Write out, word for word, every line from the one where "positive clicks: (165, 450)" occurs to the final line of the entries, and nothing beyond them.

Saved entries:
╔══

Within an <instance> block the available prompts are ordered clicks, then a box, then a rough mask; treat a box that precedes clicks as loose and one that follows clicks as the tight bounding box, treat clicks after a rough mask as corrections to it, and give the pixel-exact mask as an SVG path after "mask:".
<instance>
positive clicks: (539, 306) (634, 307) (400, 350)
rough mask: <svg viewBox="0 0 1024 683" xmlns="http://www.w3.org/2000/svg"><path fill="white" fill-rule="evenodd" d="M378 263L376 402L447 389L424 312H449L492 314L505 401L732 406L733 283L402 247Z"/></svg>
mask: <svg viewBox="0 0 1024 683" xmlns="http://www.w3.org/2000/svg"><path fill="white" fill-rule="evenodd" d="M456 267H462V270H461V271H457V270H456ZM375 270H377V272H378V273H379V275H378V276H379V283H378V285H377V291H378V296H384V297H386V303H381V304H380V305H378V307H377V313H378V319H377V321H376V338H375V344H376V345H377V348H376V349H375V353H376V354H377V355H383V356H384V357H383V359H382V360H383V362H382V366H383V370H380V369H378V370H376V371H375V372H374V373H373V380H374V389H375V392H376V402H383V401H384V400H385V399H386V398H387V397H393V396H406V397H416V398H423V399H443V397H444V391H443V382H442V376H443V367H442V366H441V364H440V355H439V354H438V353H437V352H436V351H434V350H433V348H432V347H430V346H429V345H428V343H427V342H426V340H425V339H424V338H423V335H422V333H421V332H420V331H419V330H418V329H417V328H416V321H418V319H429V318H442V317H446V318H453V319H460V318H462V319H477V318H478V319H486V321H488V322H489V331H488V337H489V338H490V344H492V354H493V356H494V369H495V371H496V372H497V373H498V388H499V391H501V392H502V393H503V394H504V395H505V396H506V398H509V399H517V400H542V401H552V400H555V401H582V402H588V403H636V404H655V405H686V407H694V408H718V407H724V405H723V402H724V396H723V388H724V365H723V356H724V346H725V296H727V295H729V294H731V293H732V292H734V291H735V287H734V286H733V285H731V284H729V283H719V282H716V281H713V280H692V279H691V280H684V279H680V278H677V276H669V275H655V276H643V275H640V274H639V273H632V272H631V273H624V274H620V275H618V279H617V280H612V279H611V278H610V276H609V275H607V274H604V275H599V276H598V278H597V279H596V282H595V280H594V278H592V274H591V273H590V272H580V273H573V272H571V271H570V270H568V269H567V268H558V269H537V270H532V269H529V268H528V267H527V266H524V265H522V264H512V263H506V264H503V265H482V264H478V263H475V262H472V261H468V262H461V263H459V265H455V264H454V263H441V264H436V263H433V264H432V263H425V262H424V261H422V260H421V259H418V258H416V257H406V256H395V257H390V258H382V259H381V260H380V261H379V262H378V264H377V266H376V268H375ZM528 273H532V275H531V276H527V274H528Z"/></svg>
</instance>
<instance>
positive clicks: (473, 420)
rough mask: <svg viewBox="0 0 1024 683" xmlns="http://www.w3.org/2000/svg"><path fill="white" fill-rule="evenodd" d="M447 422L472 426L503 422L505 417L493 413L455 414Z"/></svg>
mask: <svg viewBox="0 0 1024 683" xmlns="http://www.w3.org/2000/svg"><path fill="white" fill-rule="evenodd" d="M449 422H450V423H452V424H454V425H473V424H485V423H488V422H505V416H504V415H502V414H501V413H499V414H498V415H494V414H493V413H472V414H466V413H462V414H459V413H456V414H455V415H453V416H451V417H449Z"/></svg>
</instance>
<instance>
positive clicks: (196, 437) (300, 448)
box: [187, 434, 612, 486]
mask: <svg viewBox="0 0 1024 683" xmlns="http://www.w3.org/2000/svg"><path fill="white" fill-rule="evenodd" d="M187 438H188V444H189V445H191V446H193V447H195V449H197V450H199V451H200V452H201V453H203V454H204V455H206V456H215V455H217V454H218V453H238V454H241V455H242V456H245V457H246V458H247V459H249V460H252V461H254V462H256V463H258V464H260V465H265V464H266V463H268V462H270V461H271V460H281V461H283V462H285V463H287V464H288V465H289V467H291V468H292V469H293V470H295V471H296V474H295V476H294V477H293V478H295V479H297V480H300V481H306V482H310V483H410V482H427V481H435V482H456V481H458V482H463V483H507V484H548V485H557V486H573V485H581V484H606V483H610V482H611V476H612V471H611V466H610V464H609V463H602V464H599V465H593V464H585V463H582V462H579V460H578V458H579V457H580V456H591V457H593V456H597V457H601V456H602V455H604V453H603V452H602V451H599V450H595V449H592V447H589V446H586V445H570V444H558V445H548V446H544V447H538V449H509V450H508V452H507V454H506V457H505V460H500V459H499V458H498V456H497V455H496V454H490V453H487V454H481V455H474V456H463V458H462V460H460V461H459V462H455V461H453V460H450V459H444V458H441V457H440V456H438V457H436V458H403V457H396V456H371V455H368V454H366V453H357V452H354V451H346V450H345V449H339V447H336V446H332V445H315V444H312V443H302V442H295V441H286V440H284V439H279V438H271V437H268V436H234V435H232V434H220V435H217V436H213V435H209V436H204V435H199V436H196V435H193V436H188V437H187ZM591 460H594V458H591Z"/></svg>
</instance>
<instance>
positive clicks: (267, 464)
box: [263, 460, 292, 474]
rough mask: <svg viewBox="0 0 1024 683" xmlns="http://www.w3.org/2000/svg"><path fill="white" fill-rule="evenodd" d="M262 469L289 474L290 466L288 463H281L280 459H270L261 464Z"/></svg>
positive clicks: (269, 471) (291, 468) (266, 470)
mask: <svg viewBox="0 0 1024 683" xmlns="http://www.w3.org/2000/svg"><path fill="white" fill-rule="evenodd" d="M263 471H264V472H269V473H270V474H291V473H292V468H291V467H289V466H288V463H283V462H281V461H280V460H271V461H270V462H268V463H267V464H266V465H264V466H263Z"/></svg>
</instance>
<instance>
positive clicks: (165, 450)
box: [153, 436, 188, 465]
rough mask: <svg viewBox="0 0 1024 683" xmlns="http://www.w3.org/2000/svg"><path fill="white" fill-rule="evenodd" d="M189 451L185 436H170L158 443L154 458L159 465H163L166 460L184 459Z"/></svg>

╚══

» Your response
positive clicks: (165, 450)
box: [153, 436, 188, 465]
rough mask: <svg viewBox="0 0 1024 683" xmlns="http://www.w3.org/2000/svg"><path fill="white" fill-rule="evenodd" d="M189 451L185 436H170L158 443L154 458L159 465H163L166 460L184 459Z"/></svg>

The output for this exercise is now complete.